- **Work instruction**:
Search the records for the word "sleeve" and pick out every line that has it.

- **Dataset entries**:
§

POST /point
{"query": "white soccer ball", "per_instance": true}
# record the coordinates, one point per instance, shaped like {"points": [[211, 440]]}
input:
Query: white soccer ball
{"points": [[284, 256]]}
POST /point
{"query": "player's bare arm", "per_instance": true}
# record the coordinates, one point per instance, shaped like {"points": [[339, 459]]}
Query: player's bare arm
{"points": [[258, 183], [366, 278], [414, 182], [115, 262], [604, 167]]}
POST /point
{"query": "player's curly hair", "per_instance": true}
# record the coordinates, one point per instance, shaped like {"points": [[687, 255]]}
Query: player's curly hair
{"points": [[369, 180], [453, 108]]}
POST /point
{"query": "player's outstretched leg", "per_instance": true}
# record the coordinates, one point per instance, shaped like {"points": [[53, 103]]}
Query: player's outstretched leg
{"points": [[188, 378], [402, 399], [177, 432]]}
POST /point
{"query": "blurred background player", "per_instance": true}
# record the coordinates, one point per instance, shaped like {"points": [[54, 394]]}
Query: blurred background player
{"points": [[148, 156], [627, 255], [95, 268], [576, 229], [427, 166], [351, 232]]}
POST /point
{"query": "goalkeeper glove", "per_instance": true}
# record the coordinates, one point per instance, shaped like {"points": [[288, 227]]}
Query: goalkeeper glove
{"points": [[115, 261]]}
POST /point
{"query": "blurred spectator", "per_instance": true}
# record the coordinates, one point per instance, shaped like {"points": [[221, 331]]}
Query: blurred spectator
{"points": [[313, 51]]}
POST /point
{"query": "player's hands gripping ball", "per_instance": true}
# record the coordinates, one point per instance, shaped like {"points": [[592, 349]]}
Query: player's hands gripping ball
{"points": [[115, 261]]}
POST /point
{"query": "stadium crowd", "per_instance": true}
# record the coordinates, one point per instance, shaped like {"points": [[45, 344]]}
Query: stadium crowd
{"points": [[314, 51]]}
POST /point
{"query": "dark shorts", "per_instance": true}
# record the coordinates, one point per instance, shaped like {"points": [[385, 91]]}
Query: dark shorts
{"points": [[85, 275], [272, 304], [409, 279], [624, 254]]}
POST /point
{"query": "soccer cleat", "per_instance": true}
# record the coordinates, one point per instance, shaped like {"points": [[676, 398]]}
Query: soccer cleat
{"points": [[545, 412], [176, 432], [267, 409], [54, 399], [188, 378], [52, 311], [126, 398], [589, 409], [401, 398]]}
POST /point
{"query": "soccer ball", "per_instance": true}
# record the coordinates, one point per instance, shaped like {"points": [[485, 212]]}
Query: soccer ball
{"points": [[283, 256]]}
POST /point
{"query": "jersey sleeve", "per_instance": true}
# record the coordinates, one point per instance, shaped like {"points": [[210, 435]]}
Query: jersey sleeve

§

- **Your solution**:
{"query": "jersey sleeve", "per_instance": true}
Query: jersey sleeve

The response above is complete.